Tasks and exercises:
1. List every place name that appears in the monarch butterfly text.
2. Using the monarch butterfly text, answer these:
(a) Up to how many butterflies did Steve's garden once host?
(b) What plants in his garden drew the butterflies?
(c) How many butterflies did last year's Western Monarch Thanksgiving count find?
3. Rewrite the paragraph of the monarch butterfly text that begins "Actually, it's even worse." as a short list that keeps its main facts.

Study text:

Steve’s also a buddy, even though if you bring up man-created climate change, we’ll be at it for hours. He doesn’t believe in it. But when it comes to butterflies, that’s a different story. Because according to him, his garden used to host up to 1000 of them, flapping in to his patch of milkweed plants for a pit stop in Coronado on their way to Mexico, or on their way back up to Canada.

Today, he shows me his garden. Monarchs? None. “It’s not just here. There used to be millions roosting and hibernating in [places like] Pacific Grove,” he says. “Today it’s less than 40,000.”

Actually, it’s even worse. Last year’s Western Monarch Thanksgiving count found 28,429 butterflies. That’s an 85.2 percent fall from 2017; and a catastrophic 99.4 percent decline from the number of monarchs in California in the 1980s.

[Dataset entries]
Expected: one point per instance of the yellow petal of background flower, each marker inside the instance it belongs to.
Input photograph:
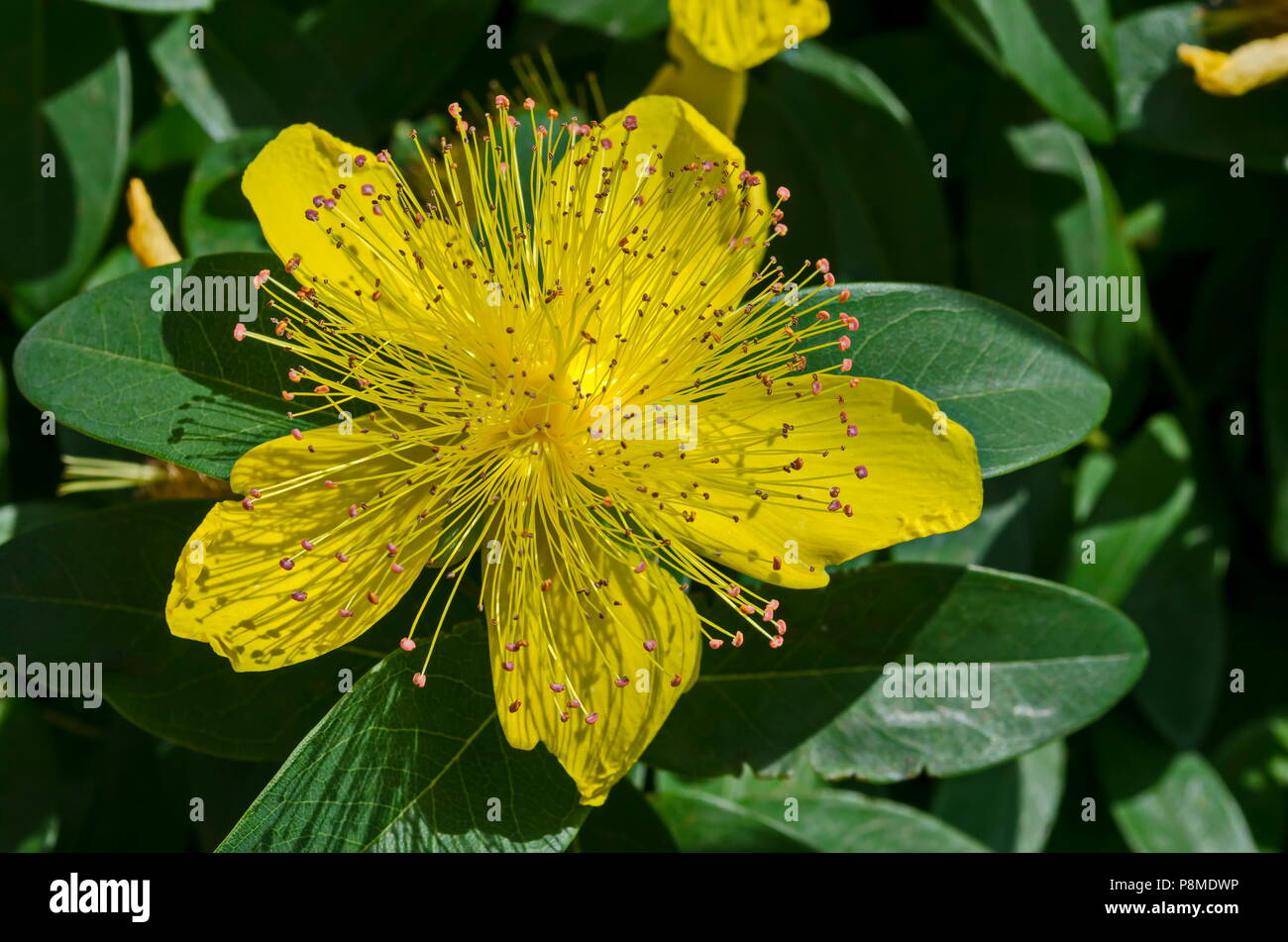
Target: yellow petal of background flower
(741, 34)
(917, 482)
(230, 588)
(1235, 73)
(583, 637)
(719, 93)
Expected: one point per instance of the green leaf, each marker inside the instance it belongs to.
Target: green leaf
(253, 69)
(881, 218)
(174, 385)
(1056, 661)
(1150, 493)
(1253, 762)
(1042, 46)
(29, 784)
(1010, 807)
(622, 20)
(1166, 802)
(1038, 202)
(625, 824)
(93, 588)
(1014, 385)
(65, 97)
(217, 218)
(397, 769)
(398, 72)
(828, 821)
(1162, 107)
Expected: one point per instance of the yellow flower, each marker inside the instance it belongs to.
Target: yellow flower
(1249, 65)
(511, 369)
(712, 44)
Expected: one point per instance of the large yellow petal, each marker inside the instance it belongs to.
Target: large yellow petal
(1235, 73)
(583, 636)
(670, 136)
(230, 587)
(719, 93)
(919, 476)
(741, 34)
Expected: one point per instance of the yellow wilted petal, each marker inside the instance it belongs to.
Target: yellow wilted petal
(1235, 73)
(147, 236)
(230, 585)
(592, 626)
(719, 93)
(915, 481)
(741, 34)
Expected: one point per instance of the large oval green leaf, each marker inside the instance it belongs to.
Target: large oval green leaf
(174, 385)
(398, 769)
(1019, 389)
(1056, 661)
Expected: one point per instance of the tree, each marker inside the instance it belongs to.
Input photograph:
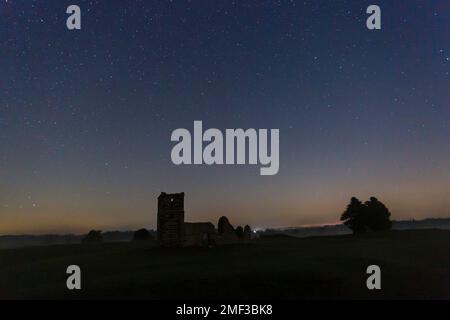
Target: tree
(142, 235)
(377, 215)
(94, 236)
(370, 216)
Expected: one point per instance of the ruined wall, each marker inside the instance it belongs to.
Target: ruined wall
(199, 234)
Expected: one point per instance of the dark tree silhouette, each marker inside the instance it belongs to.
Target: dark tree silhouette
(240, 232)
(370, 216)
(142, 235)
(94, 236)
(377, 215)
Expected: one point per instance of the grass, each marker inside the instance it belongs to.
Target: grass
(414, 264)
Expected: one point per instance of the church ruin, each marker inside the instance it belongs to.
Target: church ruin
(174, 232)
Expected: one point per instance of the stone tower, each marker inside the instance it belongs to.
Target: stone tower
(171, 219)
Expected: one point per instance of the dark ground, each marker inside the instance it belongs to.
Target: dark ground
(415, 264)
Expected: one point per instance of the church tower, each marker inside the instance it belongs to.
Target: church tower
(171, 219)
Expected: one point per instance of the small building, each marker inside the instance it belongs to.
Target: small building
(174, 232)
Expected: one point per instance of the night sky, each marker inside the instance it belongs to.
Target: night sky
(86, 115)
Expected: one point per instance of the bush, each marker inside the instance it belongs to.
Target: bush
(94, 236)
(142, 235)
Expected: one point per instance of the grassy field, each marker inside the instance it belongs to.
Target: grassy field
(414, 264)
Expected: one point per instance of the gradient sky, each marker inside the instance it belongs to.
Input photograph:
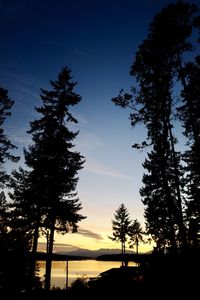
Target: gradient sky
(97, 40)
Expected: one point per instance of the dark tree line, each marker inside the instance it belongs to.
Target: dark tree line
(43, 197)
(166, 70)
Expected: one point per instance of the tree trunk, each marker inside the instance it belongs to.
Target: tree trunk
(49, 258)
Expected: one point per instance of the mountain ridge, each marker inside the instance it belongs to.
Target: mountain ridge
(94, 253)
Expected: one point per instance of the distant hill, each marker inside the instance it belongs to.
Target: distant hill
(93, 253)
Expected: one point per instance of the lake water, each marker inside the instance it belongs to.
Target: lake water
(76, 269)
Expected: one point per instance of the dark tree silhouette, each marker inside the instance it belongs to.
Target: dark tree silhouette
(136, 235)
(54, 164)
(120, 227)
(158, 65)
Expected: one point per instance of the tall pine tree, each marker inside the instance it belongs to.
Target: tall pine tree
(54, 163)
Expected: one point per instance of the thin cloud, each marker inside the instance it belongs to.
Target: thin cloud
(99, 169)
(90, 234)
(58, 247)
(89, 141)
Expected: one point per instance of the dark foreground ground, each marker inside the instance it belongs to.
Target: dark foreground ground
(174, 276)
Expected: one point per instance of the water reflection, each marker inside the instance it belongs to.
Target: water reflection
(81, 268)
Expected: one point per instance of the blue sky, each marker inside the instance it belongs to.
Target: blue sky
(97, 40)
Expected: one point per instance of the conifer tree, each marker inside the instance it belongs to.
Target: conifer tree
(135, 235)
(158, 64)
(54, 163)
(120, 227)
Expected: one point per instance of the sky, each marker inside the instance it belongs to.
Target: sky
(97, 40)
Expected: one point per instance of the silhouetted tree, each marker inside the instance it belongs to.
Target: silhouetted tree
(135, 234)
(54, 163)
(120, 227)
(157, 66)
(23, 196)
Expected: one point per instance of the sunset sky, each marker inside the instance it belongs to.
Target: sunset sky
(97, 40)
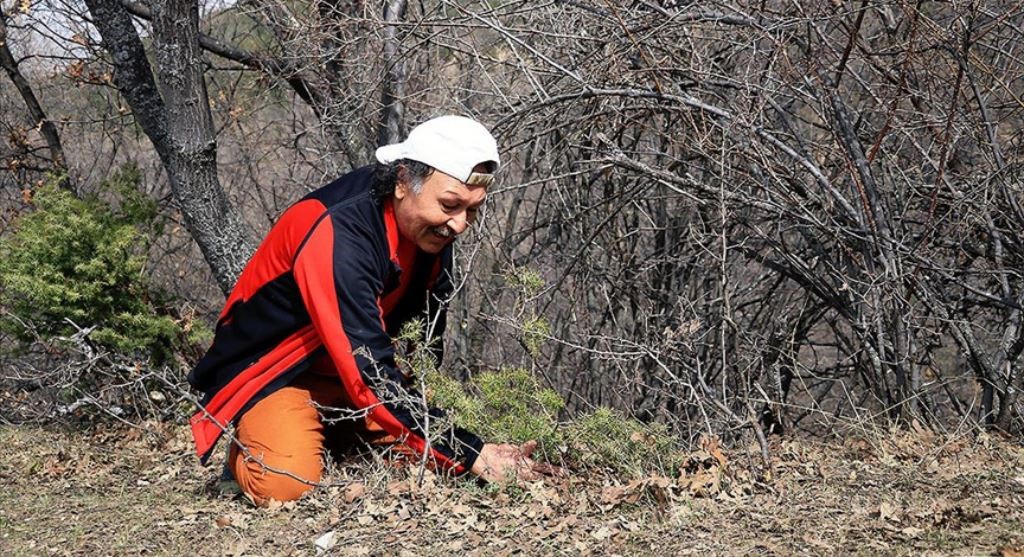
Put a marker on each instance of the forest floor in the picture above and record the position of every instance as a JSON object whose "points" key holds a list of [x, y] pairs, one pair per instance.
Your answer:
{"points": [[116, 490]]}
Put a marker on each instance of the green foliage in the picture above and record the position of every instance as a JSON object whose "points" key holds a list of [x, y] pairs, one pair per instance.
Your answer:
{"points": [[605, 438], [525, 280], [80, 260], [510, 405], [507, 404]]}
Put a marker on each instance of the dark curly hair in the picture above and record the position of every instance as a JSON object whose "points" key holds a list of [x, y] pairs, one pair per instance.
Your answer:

Results in order:
1. Coronado, Mexico, Canada, Pacific Grove, California

2.
(a) Up to 1000
(b) Milkweed plants
(c) 28,429

3.
- Last year's Western Monarch Thanksgiving count found 28,429 butterflies.
- That is an 85.2 percent fall from 2017.
- It is a 99.4 percent decline from the number of monarchs in California in the 1980s.